Without the pictures, return all of the material exactly as written.

— Start of RECORDS TO USE —

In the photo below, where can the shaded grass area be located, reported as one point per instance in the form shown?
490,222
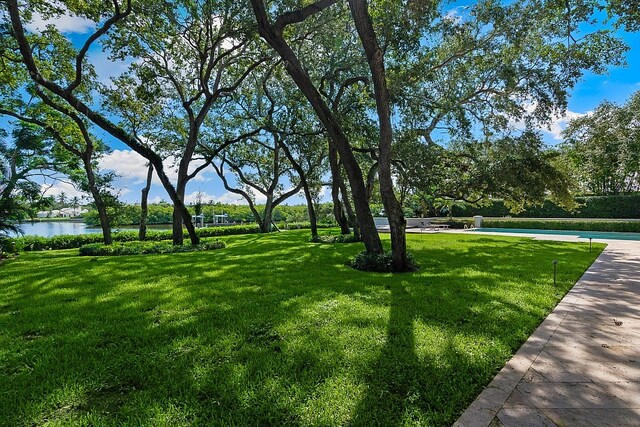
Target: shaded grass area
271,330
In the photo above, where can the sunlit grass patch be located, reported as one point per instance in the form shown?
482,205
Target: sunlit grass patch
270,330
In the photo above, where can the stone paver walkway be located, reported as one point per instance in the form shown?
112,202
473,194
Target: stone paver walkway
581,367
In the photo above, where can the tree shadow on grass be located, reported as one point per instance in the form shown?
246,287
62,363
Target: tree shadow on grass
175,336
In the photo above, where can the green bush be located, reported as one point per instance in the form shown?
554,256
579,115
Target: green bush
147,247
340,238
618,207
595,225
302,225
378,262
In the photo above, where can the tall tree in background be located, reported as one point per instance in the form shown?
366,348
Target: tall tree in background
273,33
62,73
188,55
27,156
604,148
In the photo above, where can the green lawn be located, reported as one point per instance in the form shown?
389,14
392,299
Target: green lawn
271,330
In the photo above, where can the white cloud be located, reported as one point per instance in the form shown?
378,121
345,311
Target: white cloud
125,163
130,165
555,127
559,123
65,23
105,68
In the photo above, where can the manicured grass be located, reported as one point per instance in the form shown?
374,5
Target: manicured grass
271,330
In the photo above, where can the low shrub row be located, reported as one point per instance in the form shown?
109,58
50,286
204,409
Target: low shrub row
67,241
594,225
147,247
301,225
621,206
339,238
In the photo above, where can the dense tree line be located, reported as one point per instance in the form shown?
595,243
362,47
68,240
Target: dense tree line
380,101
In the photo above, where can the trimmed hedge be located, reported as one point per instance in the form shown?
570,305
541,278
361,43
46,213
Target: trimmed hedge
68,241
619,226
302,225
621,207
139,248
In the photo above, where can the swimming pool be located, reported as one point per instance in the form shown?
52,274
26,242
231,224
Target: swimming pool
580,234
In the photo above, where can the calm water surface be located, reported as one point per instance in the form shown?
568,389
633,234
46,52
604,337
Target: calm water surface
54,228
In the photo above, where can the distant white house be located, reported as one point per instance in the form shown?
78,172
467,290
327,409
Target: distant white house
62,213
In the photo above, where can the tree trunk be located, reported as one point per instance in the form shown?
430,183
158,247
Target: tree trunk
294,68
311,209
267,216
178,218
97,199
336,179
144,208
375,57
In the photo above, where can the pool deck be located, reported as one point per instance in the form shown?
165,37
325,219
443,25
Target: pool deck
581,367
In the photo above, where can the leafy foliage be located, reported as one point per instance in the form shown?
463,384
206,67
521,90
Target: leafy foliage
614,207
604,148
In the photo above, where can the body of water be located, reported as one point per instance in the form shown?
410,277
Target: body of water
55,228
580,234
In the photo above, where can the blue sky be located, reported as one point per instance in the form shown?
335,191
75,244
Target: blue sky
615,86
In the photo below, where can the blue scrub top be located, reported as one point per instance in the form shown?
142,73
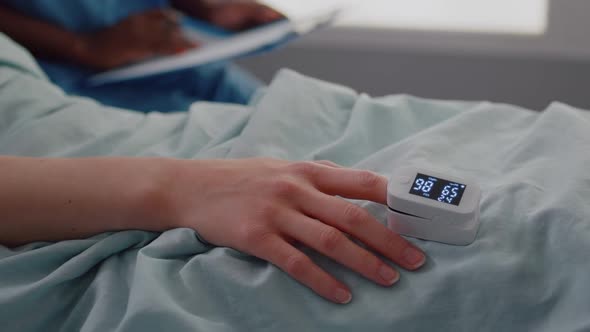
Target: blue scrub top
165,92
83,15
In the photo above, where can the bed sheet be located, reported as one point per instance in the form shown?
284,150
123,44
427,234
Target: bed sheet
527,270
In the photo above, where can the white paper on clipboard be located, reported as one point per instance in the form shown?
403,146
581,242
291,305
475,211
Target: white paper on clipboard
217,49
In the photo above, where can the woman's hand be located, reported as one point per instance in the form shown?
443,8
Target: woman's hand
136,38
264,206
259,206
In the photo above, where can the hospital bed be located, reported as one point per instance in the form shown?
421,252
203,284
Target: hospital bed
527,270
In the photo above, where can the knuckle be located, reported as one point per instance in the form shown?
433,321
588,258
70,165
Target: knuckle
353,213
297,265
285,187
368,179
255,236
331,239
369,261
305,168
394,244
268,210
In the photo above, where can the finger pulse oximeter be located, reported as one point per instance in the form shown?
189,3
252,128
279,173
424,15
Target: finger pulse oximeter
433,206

— End of RECORDS TO USE —

▸ EXPECTED ANSWER:
In the photo below, where can the shaded grass area be located, reported as one point per instance in the form shown?
490,222
Target: shaded grass area
271,330
In the photo above, where can the sunlit grass patch be located, reported as one point per instance in the form shown?
482,205
Target: sunlit grass patch
270,330
In the photo above, where can the stone paver walkway be located, reported as one point per instance in the form shown?
112,202
473,194
Target: stone paver walkway
581,367
In the photo above, where can the tree shadow on grass be located, reported as one point per instance in the form shown?
246,287
62,363
Target: tree shadow on grass
175,336
In the photo above, where can the green bush be located, reported as one point per instance in the form shown?
554,256
579,115
Target: green bush
147,247
340,238
618,207
595,225
302,225
378,262
In the photo above, where can the tall tree in background be located, reported as one point per instance in the form shown?
366,348
Target: tall tree in background
273,33
62,73
188,55
27,156
604,148
In the photo above, where can the green lawn be located, reported as one point per instance in the form shown?
389,14
392,299
Target: green lawn
271,330
In the photo above, where can the white cloud be located, reported as one point per instance in the form shown?
378,121
345,311
Target: white cloud
125,163
130,165
555,127
559,123
65,23
105,68
In the photo above, where can the manicured grass be located, reported as one point per instance in the form shown?
374,5
Target: manicured grass
271,330
In the photo above, where can the low shrub row be located, reported as one point per instance in the form shown?
109,58
50,286
204,409
Target: low shrub row
67,241
594,225
147,247
301,225
621,206
339,238
In the photo above, where can the dense tree line be located, reported as one point per instance in the form shown?
595,243
362,47
68,240
Target: dense tree line
380,101
In the photo above, where can the trimmed hedge be located, reported as one point per instance in the form shown?
570,305
541,278
361,43
46,213
Target: trimmed hedge
68,241
619,226
302,225
621,207
139,248
In the photo above, where can the swimming pool be located, reported as one point per instance in the form shown?
52,274
26,242
231,224
Target: swimming pool
580,234
In the photo above, where can the calm water surface be located, reported as one point per instance in the form shown?
568,389
633,234
46,52
604,337
Target: calm water surface
54,228
In the photo above, where can the distant white house be located, reported as one point per instance in the form shown?
78,172
467,290
327,409
Target: distant white house
62,213
In the photo above, where can the tree trunk be located, reported as one point per instance in the form shown?
430,183
158,247
Target: tree trunk
294,68
311,209
267,216
178,218
97,199
336,179
144,208
375,57
In the photo above, where can the pool deck be located, reported as one point per instance in the form shown?
165,37
325,219
443,25
Target: pool deck
581,367
In the photo above, where can the leafy foliage be located, reported as one point per instance in the form shown?
463,384
206,67
521,90
Target: leafy foliage
614,207
604,148
In the photo above, where can the body of water be located, reported as one point per instance in the form shown?
410,277
Target: body of water
55,228
580,234
In the photo above, where can the blue sky be located, reported as one point per instance in the form shown?
335,191
75,244
Target: blue sky
615,86
In the photo below, where can the blue scrub top be located, reported as one point per instance in the form shown?
142,73
Target: blue scrub top
165,92
83,15
In the photo above, where can the bed sheet be located, reported as one point per instance in the form shown?
284,150
123,44
427,234
Target: bed sheet
527,270
In the photo above, where can the white paper on clipboard be located, reported as one point per instance in the form shown?
403,146
581,242
291,305
475,211
Target: white paper on clipboard
217,49
In the photo above, where can the woman's hand be located, reported as one point per instance in the form shown?
443,8
Target: woman's hand
136,38
264,206
259,206
In the photo above, where can the hospital bed be located, reported as one point per instance in the form shown?
421,252
203,284
Target: hospital bed
527,270
In the photo above, where can the knuckle be located, reported as one point per instance in the form shown?
433,321
588,258
70,165
Target: knuckle
353,213
297,265
285,187
368,179
255,236
331,239
369,261
305,168
394,244
268,210
In the photo above, where can the finger pulse oximeter be located, reported as one point per instance in the form shown?
189,3
252,128
279,173
424,15
Target: finger pulse oximeter
433,206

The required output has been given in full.